Going from the top of the data below, give again each line through the one containing "Locate the trimmed", both ends kept.

(Saved entries)
====

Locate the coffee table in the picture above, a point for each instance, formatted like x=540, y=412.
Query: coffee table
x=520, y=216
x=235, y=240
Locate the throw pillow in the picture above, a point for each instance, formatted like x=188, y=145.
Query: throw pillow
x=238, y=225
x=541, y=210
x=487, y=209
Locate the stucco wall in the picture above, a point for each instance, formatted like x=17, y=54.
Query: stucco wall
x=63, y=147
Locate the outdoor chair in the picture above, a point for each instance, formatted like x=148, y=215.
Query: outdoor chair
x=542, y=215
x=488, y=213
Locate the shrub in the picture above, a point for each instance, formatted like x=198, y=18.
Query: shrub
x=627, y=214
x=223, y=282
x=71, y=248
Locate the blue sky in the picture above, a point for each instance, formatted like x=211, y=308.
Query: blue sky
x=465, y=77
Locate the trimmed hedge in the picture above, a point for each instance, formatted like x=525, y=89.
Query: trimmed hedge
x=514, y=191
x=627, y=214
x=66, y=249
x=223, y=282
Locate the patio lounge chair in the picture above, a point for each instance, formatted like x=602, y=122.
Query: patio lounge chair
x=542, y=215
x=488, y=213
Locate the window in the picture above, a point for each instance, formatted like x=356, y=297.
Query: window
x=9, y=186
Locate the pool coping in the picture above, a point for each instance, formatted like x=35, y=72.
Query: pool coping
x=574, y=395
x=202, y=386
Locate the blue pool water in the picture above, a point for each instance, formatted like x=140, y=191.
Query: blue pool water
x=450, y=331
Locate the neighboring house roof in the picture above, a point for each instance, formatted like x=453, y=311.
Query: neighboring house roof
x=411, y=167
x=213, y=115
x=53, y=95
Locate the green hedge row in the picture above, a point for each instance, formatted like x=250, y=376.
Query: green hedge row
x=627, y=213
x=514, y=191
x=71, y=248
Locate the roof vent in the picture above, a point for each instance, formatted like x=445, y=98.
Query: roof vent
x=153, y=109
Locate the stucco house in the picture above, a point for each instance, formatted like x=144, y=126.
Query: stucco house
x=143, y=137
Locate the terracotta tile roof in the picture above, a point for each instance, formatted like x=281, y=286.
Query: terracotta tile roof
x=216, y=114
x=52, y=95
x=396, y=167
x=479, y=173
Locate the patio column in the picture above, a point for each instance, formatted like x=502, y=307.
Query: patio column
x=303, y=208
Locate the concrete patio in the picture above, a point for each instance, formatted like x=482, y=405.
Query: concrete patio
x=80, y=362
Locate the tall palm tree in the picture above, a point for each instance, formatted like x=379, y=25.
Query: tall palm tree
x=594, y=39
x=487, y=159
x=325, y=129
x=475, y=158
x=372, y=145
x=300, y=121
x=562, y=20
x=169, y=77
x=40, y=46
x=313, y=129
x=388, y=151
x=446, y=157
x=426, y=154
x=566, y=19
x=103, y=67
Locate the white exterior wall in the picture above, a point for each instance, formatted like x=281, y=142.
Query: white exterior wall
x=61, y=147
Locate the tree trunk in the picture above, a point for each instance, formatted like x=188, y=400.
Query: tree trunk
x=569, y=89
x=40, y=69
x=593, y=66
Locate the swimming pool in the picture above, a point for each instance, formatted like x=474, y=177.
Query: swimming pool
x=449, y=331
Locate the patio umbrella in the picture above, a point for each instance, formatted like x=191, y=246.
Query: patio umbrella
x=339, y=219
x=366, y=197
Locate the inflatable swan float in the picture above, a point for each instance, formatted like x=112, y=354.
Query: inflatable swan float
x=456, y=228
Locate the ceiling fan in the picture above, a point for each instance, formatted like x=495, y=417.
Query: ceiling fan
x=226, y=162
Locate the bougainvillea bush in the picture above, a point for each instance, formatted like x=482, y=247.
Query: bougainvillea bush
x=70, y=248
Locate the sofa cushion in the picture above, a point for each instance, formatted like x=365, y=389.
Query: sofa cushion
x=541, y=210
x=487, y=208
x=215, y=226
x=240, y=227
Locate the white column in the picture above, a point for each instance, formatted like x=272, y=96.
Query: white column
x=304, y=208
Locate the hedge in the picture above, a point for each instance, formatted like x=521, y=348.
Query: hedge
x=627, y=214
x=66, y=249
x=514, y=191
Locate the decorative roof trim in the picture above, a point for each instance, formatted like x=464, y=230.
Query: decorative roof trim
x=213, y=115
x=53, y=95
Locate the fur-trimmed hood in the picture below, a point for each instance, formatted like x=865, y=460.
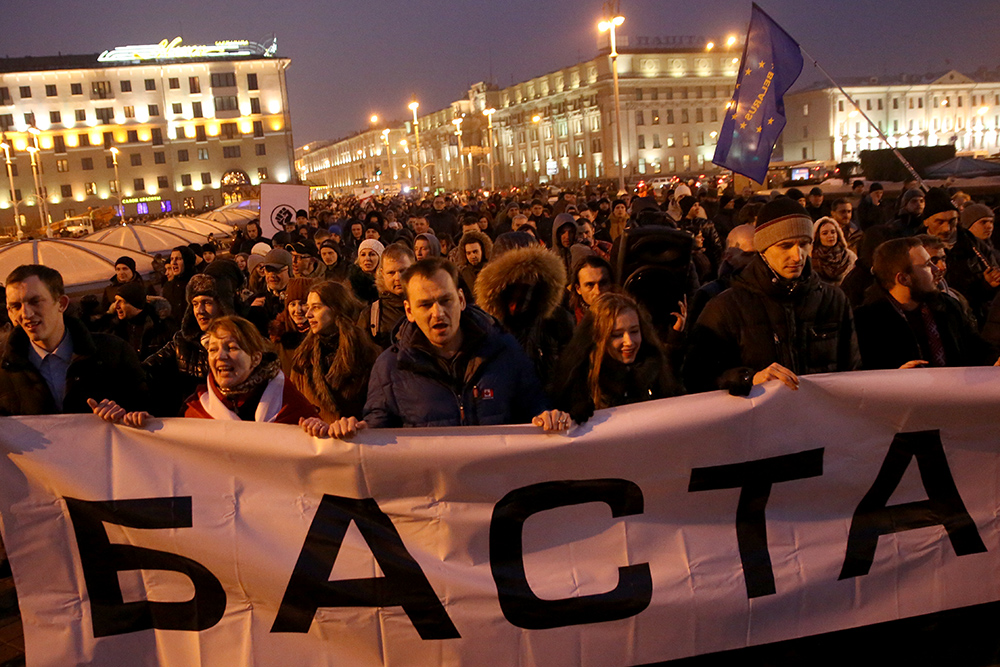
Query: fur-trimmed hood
x=535, y=266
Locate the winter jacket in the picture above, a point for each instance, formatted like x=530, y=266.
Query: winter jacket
x=887, y=341
x=544, y=327
x=805, y=325
x=102, y=367
x=411, y=386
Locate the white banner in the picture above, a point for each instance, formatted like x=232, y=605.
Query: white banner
x=853, y=520
x=279, y=202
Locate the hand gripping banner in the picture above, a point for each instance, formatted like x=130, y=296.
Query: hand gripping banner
x=852, y=520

====

- **ANSWER TO THIS EXERCISE**
Locate the coffee table in the picture above, a point for each instance, formatted like x=540, y=412.
Query: coffee table
x=520, y=216
x=235, y=240
Locate the throw pillow in the picture above, a point for each instance, formatted like x=188, y=145.
Query: throw pillow
x=238, y=225
x=541, y=210
x=487, y=209
Locate the stucco wall in the picture above, a point for each instance, formatted like x=17, y=54.
Query: stucco wall
x=63, y=147
Locate the outdoor chair in the picture above, a point for each instance, formatted like x=148, y=215.
Query: outdoor chair
x=542, y=215
x=488, y=213
Locate the shrub in the picture above, a point for each instance, formatted like x=198, y=18.
Query: shrub
x=627, y=214
x=223, y=282
x=71, y=248
Locate the blue sky in the picture above, a point for each instance, formatted like x=211, y=308.
Query: blue sky
x=465, y=77
Locate the trimmed hedge in the picture above, a point for each instance, formatted like x=525, y=89.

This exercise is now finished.